== MATERIAL SUPPLIED ==
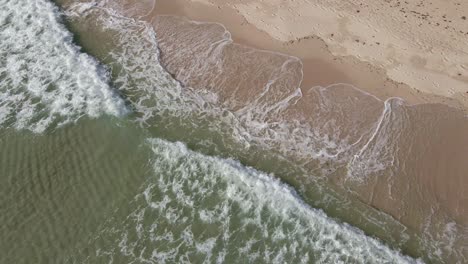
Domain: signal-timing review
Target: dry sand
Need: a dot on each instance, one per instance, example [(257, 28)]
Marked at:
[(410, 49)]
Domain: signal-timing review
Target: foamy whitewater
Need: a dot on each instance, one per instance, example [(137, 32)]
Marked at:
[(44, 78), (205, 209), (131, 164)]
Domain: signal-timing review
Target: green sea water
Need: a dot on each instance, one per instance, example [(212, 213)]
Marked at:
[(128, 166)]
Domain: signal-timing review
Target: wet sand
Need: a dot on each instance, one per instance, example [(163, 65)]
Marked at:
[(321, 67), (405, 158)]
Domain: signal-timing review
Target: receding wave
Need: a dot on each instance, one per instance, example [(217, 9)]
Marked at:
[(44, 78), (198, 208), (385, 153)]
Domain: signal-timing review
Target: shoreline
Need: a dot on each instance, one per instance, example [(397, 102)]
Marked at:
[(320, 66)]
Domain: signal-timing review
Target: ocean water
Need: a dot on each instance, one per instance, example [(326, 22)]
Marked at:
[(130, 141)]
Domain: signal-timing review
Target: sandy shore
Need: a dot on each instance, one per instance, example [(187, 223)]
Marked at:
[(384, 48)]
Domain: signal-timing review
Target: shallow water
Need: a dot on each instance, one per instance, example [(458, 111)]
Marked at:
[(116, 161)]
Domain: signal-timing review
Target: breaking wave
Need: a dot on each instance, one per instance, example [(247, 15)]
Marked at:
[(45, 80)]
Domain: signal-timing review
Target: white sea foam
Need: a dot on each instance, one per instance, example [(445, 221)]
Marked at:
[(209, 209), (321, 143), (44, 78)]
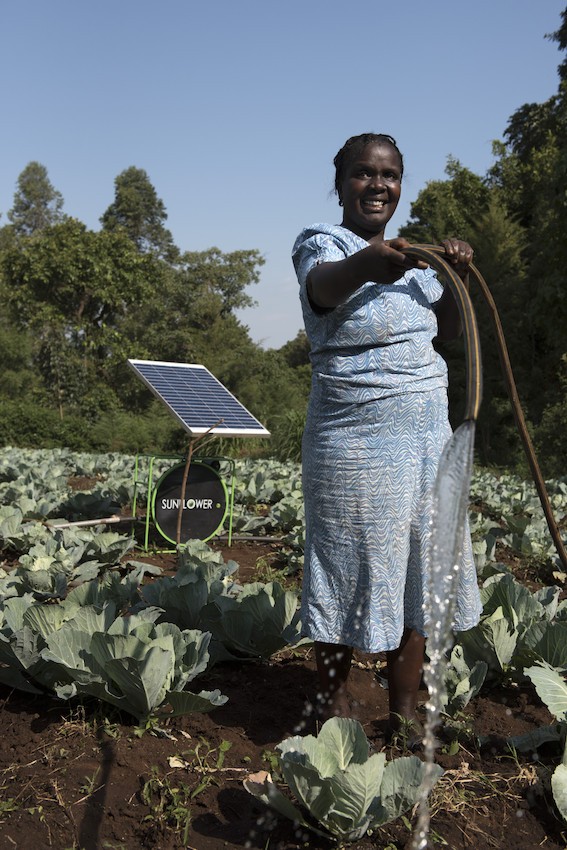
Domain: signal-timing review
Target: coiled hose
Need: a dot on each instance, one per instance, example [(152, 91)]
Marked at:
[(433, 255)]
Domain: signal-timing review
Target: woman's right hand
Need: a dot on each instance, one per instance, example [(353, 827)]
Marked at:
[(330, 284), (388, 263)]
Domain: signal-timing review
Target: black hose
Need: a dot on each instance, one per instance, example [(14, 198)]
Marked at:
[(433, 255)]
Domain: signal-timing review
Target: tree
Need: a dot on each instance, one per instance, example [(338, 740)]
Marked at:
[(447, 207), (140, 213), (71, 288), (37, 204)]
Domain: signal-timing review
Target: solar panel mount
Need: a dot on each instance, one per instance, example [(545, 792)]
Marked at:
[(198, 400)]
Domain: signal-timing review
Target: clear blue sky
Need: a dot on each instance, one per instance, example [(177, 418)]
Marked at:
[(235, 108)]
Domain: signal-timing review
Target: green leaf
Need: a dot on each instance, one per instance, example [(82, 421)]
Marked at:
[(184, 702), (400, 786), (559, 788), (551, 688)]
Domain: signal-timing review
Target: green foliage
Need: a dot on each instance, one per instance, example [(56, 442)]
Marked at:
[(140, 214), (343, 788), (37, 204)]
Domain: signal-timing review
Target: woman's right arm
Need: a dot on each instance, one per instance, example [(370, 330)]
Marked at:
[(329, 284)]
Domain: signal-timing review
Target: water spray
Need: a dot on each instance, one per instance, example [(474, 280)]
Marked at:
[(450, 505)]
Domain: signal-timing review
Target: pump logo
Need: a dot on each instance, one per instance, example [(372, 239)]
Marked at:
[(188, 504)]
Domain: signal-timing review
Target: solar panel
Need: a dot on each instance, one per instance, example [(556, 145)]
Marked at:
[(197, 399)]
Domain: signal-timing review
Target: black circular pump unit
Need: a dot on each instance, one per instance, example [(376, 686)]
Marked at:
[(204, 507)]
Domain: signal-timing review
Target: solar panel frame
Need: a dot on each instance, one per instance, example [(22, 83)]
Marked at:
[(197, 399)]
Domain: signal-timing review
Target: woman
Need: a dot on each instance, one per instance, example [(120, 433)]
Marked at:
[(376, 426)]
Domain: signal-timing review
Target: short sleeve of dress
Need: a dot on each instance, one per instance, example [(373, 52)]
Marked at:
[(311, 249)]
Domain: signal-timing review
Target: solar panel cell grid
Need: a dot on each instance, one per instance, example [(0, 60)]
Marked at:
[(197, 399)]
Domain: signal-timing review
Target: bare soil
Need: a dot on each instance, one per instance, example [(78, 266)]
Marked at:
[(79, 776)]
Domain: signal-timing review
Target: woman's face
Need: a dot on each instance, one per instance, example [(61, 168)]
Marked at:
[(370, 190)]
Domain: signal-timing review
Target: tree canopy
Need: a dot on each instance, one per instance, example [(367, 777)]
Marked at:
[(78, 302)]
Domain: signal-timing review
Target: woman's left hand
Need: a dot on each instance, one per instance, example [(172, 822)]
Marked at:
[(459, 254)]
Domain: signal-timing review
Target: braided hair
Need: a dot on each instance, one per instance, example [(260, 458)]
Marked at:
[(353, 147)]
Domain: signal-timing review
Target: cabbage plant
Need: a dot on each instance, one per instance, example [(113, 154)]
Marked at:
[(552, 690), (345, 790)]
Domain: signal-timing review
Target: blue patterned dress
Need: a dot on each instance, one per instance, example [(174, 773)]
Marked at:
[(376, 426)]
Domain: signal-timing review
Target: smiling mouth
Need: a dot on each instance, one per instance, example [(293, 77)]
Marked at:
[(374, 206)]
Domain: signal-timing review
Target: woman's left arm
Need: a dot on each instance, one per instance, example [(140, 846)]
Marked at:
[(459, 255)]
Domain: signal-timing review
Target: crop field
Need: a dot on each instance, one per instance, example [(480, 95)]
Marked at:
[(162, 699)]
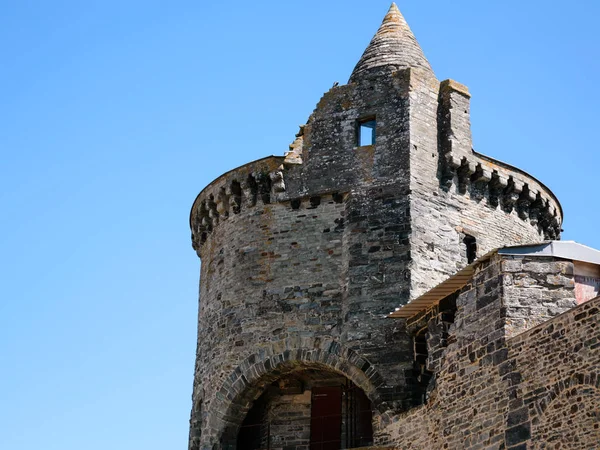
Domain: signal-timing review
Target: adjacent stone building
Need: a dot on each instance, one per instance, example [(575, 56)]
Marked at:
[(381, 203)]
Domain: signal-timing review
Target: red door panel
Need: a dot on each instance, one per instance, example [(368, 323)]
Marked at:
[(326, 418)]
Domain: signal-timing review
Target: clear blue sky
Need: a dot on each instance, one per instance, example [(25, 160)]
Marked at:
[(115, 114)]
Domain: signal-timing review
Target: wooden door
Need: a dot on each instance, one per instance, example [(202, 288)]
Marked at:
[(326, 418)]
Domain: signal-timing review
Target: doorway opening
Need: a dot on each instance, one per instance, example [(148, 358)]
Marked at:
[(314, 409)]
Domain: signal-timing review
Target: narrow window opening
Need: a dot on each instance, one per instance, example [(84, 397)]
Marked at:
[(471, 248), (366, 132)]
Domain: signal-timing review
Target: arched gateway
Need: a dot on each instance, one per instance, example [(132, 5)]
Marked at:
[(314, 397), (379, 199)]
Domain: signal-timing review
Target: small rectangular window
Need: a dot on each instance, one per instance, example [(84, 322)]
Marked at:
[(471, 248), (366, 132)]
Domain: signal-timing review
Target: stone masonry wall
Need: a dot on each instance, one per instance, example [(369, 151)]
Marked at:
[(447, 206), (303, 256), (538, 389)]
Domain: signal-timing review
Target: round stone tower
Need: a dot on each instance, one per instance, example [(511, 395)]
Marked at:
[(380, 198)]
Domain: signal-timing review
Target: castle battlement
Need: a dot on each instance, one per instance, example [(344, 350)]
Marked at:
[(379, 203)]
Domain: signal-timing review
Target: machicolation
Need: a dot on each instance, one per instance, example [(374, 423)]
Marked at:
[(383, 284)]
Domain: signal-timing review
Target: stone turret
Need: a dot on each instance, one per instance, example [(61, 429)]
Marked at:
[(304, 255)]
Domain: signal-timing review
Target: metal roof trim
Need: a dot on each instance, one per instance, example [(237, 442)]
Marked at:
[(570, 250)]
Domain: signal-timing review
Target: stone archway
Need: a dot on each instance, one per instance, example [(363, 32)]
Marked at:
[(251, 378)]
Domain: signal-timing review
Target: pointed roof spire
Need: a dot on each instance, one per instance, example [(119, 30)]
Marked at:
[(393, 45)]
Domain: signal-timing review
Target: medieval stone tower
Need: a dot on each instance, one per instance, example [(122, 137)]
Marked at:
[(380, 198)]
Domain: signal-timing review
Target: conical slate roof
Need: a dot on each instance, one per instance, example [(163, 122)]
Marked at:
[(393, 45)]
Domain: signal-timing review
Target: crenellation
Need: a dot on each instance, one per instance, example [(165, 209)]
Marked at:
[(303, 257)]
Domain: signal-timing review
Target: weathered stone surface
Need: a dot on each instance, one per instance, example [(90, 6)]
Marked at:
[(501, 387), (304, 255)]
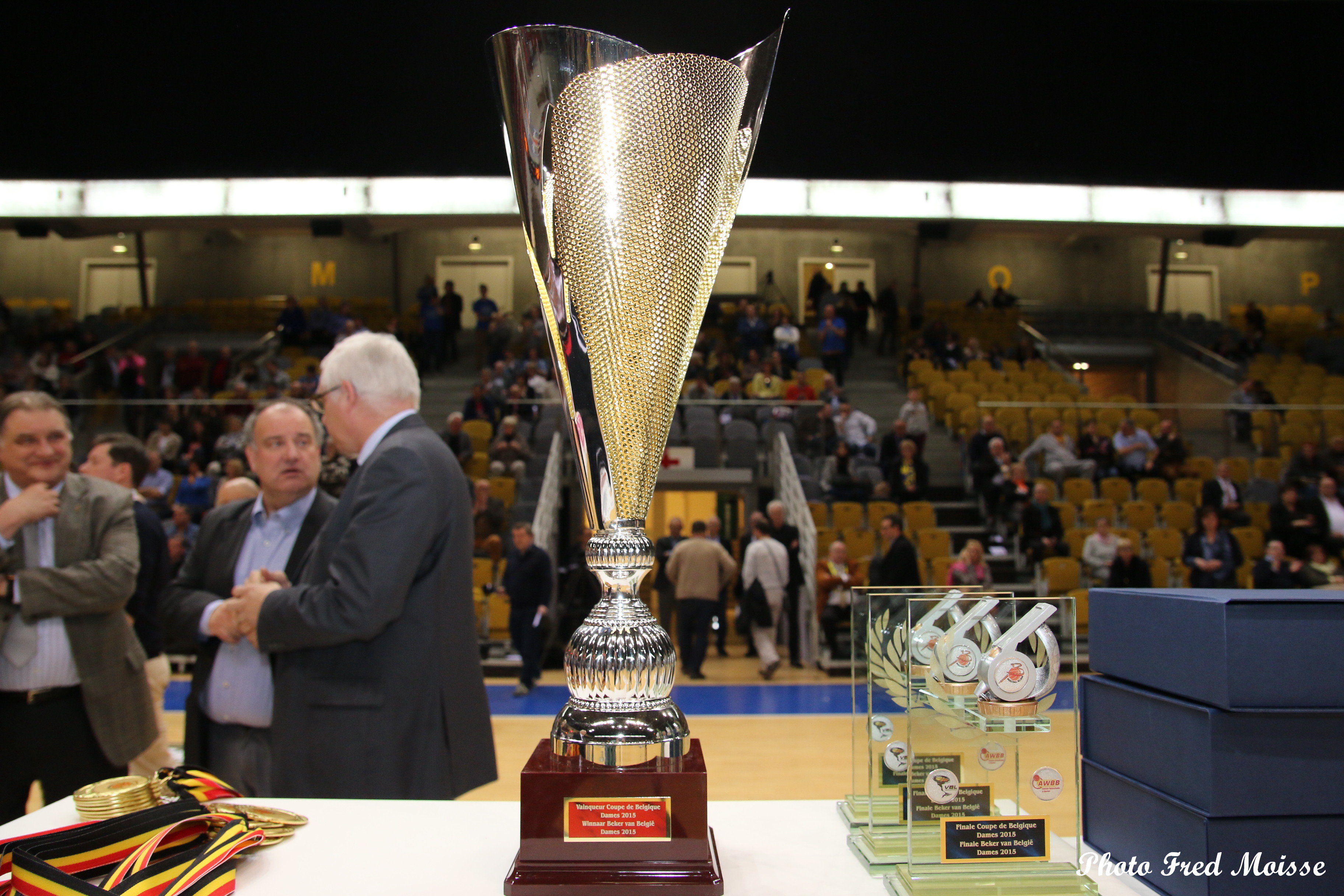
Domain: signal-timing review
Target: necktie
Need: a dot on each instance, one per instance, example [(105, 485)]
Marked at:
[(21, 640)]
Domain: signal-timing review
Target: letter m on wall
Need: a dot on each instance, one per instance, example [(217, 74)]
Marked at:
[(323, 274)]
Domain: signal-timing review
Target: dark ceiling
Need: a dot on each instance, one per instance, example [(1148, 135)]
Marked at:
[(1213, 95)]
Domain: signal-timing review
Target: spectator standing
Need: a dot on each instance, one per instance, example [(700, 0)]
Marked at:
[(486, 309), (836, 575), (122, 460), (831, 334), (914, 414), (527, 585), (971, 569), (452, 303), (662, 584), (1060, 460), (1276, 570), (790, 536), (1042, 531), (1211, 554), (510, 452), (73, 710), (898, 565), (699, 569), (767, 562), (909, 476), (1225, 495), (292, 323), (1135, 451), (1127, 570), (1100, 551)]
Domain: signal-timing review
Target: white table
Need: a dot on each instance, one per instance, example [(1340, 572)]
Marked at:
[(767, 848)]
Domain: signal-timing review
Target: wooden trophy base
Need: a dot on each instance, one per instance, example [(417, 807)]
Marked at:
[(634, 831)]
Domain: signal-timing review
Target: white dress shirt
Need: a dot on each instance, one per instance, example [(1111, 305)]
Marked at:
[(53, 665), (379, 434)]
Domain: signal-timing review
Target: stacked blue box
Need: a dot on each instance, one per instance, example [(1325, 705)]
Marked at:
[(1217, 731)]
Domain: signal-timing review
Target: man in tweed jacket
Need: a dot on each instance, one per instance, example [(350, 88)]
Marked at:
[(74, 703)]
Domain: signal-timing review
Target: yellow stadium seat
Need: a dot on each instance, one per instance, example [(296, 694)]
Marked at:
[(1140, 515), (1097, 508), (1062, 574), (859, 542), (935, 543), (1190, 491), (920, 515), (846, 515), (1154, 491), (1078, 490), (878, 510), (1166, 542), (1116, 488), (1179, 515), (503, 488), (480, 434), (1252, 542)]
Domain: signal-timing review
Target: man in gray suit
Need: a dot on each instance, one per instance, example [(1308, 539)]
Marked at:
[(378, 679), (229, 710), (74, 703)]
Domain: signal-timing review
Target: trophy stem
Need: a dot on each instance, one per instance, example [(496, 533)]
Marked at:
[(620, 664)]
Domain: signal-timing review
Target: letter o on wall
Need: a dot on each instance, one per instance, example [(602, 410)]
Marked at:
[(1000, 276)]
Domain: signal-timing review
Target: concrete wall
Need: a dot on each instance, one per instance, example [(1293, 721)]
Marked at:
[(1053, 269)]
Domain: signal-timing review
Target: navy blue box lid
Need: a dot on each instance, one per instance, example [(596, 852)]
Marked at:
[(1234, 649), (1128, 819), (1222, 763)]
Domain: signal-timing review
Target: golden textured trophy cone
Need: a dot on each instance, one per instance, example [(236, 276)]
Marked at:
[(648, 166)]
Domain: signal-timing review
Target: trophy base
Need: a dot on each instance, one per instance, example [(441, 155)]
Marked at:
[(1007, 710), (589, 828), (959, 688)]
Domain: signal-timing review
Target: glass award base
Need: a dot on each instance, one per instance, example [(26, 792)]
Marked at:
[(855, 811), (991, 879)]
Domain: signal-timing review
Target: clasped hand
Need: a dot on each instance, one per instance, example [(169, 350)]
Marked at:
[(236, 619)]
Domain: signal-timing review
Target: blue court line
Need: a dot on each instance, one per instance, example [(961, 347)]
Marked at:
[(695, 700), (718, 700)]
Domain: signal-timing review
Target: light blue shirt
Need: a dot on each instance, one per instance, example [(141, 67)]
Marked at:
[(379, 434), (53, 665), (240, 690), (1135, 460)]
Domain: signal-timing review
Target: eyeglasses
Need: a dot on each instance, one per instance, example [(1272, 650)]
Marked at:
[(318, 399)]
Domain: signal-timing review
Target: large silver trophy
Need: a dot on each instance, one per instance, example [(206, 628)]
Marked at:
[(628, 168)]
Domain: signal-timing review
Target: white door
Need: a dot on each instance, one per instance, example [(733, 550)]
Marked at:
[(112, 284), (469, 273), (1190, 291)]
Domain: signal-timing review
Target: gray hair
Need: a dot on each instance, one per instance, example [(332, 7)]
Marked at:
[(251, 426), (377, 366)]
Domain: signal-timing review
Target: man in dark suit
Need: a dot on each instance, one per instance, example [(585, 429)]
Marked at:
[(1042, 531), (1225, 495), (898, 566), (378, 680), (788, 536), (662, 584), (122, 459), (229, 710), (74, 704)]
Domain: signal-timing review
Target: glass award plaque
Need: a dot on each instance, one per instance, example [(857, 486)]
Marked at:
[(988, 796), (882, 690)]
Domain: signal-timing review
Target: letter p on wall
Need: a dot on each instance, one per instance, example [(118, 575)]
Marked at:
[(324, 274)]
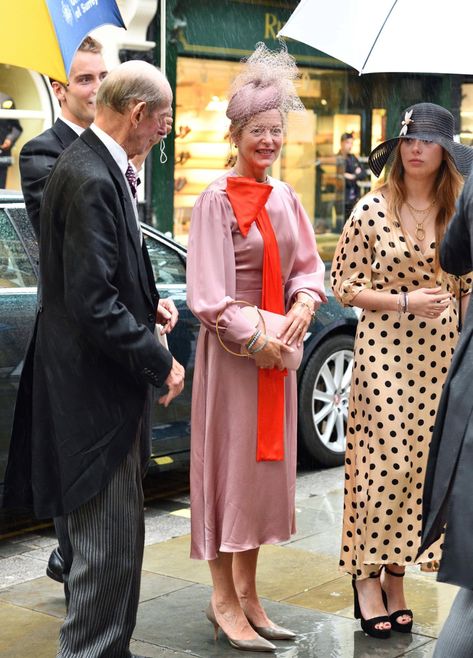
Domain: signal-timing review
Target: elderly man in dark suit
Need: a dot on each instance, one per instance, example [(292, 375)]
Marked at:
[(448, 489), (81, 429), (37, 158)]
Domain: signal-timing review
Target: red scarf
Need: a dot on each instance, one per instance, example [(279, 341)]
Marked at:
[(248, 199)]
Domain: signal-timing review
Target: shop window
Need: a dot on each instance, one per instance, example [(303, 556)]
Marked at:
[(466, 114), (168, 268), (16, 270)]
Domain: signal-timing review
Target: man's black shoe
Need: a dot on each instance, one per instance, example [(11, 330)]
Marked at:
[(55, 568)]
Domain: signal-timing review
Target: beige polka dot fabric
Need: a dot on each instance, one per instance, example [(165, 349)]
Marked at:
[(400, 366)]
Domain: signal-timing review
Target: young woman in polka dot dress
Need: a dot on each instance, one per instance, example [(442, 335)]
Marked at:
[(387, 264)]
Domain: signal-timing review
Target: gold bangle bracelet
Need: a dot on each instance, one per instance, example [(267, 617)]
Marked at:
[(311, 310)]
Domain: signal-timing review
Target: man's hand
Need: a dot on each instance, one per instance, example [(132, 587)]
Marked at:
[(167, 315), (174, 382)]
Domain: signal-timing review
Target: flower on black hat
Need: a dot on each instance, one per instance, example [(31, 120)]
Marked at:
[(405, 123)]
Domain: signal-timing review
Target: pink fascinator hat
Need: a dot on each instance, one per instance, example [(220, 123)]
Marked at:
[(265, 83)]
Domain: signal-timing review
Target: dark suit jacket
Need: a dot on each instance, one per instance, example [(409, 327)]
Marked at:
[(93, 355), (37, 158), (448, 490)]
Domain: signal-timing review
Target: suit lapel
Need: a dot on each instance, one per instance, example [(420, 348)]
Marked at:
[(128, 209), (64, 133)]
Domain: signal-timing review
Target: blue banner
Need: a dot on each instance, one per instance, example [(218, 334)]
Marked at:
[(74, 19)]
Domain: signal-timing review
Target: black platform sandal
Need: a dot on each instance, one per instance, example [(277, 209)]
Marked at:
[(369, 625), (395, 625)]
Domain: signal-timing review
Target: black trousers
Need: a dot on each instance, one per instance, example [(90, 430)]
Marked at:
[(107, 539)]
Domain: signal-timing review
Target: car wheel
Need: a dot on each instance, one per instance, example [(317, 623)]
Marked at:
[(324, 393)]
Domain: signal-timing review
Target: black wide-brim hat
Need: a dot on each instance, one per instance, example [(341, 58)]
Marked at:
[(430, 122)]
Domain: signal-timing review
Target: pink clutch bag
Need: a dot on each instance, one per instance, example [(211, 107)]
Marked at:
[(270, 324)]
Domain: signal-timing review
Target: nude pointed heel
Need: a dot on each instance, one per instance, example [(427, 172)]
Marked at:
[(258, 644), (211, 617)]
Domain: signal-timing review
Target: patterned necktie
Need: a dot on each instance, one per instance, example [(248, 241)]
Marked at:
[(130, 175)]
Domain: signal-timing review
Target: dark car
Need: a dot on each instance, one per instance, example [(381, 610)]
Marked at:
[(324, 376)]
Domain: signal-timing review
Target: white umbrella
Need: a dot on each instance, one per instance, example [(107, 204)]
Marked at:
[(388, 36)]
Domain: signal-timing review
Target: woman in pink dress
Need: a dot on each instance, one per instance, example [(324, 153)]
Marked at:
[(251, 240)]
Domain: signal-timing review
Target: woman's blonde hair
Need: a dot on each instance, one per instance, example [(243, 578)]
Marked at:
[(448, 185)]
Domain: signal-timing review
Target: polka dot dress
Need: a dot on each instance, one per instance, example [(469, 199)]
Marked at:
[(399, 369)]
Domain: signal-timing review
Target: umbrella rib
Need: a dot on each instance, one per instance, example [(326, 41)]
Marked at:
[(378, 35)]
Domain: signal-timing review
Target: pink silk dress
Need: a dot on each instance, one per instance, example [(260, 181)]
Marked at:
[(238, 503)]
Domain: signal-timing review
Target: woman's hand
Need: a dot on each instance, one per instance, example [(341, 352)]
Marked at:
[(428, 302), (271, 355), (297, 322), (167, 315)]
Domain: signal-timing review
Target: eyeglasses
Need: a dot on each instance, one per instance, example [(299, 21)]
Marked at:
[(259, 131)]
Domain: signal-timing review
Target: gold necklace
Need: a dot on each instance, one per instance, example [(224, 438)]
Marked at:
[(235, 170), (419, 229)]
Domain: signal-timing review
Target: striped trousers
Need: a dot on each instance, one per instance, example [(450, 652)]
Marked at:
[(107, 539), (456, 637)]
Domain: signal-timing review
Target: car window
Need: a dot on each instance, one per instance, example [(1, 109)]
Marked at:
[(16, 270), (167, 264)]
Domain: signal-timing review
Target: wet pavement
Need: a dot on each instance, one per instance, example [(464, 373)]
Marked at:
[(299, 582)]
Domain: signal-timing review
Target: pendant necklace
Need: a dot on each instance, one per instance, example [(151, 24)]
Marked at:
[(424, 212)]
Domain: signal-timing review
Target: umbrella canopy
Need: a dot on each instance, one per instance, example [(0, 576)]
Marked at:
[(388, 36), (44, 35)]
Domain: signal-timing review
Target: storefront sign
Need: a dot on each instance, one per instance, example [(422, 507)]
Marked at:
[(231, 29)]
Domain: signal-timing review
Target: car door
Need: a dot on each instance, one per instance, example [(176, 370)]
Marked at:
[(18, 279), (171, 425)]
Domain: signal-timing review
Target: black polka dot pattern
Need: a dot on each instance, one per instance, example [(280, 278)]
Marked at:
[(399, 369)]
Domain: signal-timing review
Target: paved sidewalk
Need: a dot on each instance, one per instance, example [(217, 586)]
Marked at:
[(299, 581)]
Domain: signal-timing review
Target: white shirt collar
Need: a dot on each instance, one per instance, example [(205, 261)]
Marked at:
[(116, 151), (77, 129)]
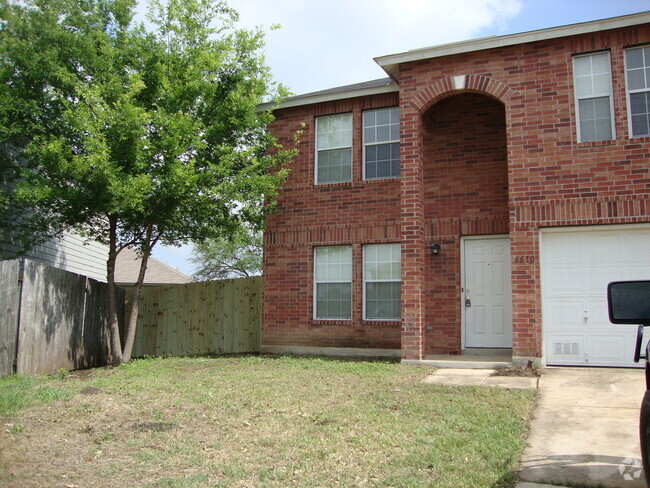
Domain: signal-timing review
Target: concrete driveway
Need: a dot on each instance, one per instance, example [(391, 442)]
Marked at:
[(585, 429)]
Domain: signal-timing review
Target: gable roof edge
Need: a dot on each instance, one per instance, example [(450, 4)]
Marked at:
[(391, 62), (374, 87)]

== PROBLEM DESCRIPTION ==
The answer must be a single number: how many lines of the data hold the word "trophy".

== ANSWER TO THIS PROBLEM ==
5